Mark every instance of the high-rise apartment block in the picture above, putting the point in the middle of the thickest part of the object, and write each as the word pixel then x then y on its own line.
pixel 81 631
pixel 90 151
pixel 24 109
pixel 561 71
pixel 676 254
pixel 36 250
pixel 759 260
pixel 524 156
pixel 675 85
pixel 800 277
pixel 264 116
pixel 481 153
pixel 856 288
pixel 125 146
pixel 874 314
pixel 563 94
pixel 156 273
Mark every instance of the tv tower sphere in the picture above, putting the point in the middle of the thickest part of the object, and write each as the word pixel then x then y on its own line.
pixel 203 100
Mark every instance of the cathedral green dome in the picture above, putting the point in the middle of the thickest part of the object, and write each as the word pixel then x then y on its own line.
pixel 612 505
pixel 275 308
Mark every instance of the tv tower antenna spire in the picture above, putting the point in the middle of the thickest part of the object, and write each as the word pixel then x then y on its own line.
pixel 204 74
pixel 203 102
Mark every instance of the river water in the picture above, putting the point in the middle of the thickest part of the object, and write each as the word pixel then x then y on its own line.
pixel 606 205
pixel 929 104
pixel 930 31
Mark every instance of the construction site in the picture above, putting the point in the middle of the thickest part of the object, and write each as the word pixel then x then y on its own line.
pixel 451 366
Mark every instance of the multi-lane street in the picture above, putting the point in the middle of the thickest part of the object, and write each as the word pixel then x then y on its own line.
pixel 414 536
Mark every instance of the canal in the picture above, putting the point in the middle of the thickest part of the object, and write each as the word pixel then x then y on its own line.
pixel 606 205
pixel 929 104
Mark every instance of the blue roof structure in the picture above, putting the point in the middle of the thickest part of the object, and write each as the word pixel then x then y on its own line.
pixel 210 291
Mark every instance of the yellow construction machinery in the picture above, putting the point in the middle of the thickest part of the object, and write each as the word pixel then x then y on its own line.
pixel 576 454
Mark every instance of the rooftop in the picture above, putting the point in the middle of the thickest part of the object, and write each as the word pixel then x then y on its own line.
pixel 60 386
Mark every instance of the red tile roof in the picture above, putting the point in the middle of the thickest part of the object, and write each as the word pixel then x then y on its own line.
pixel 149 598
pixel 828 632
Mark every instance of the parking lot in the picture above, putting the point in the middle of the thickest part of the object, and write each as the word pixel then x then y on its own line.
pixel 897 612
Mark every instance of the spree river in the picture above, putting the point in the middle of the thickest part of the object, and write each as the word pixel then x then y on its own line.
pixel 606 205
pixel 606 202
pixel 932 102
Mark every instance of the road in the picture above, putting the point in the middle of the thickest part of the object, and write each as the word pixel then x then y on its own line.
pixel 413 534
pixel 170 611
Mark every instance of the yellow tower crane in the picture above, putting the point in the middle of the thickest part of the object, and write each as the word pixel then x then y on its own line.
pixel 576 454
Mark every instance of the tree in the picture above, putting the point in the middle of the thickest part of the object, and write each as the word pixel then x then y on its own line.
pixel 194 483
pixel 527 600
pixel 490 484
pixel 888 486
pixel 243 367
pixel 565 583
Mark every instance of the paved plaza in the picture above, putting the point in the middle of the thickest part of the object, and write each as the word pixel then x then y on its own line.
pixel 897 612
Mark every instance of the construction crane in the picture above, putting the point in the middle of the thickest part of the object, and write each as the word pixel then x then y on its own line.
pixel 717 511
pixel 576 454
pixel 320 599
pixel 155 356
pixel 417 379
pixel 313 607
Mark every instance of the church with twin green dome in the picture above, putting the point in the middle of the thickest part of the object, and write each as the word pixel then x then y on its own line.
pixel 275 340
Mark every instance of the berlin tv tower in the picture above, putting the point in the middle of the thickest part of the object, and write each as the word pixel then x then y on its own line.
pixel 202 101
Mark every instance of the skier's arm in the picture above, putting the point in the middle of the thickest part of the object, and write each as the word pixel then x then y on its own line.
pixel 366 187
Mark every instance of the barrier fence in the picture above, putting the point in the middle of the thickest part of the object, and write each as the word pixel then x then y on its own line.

=-=-=-=-=

* WORK TO BE COMPLETED:
Put every line of the listing above into a JSON list of strings, one string per line, leaving out any blank lines.

* RESPONSE TO THE EXERCISE:
[
  "Mark every instance of the high-rise apartment block in the picture above, putting the point in the middle of the thickest part of the object, and write each as the word pixel then x then y on its own line.",
  "pixel 81 631",
  "pixel 90 151",
  "pixel 24 109",
  "pixel 561 71",
  "pixel 676 254",
  "pixel 36 250",
  "pixel 759 260",
  "pixel 524 156",
  "pixel 675 85",
  "pixel 800 277",
  "pixel 264 116",
  "pixel 481 153",
  "pixel 856 288",
  "pixel 125 146",
  "pixel 874 314",
  "pixel 563 94",
  "pixel 156 273",
  "Mark every instance of the tv tower sphere in the picture above, putting the point in the middle of the thickest part of the object, and write each as the word pixel then x then y on its own line.",
  "pixel 203 100",
  "Mark every instance of the cathedral green dome in the picture above, putting the point in the middle of the thickest part of the object, and write each as the word pixel then x then y on its own line.",
  "pixel 612 505",
  "pixel 275 308",
  "Mark every instance of the tv tower antenna spire in the picture above, putting the point in the middle of the thickest part of the object, and write each as the word pixel then x then y on its own line.",
  "pixel 204 74",
  "pixel 203 102",
  "Mark every instance of the river water in the picture above, putting the point in the middle of the thickest part of the object, and write each as the word pixel then x then y on its own line.",
  "pixel 606 205",
  "pixel 929 104",
  "pixel 930 31",
  "Mark every instance of the construction site in the picture above, putting the point in the middle of the thickest part of the object, and write each as the word pixel then x then y on its own line.",
  "pixel 451 366",
  "Mark every instance of the multi-lane street in the picture above, putting the point in the middle of the thickest part of the object, and write each as the word pixel then x then y on its own line.",
  "pixel 414 536",
  "Mark every instance of the canal in the picture above, putting the point in the middle of the thickest part of the object, and write each as the word pixel then x then y on its own line.",
  "pixel 606 205",
  "pixel 929 104",
  "Mark every instance of the blue roof structure in the picture above, putting the point in the middle of the thickest part of the object, and write each as the word pixel then x then y on its own line.",
  "pixel 210 291",
  "Mark every instance of the yellow construction machinery in the picture above, putting the point in the middle of the thickest part of the object, and write each as the word pixel then x then y on its own line.",
  "pixel 576 454",
  "Mark every instance of the rooftop in the picture above, putting the point in the middle of the thickest part of the object, and write each as the word pixel then x then y on its own line.",
  "pixel 60 386",
  "Mark every instance of the red tile roof in the picture above, putting the point in the middle of the thickest part of the object, and write each as the word pixel then x then y on its own line.",
  "pixel 149 598",
  "pixel 828 632",
  "Mark every instance of the parking lot in the picture above, putting the point in the middle of the thickest part of the object, and write each as the word pixel then x then y on its own line.",
  "pixel 897 612",
  "Mark every instance of the spree river in the picture above, putting the point in the middle of the thickest part of the object, and write each as the word pixel then x then y on its own line.",
  "pixel 606 205",
  "pixel 606 202",
  "pixel 932 102",
  "Mark every instance of the road in the picture above, putting the point in the middle of the thickest part of the object, and write each as the word pixel then x then y on its own line.",
  "pixel 413 534",
  "pixel 170 611",
  "Mark every instance of the yellow tower crane in the picture above, putting the point in the middle of the thickest part of the object, and write each as the word pixel then x then y on its own line.",
  "pixel 576 454",
  "Mark every instance of the tree in the picture above, putting the point in the middle of the thickest part of the object, and write each as the word pixel then x then y on its own line.",
  "pixel 194 483",
  "pixel 527 600",
  "pixel 490 484",
  "pixel 888 486",
  "pixel 243 367",
  "pixel 565 583",
  "Mark every instance of the paved plaza in the picture above, putting the point in the middle of the thickest part of the object, and write each as the word pixel then x then y on its own line.",
  "pixel 897 612",
  "Mark every instance of the construction crane in the picture above, putting the point in the middle of the thickest part of the object, and write each as the word pixel then x then y on its own line.",
  "pixel 717 511",
  "pixel 576 454",
  "pixel 320 599",
  "pixel 155 356",
  "pixel 417 379",
  "pixel 313 607",
  "Mark every instance of the church with twin green dome in the picture above, putting the point in the middle of the thickest part of the object, and write each as the word pixel then x then y on its own line.",
  "pixel 275 340",
  "Mark every instance of the berlin tv tower in the picture above, putting the point in the middle of the thickest part of the object, and write each as the word pixel then x then y on its own line.",
  "pixel 202 101",
  "Mark every instance of the skier's arm in the picture above, putting the point in the middle of the thickest part of the object, and write each as the word pixel then x then y on its own line.",
  "pixel 366 187",
  "Mark every instance of the barrier fence in the picture above, putting the point in the middle of the thickest part of the object, and write each as the word pixel then x then y on its own line."
]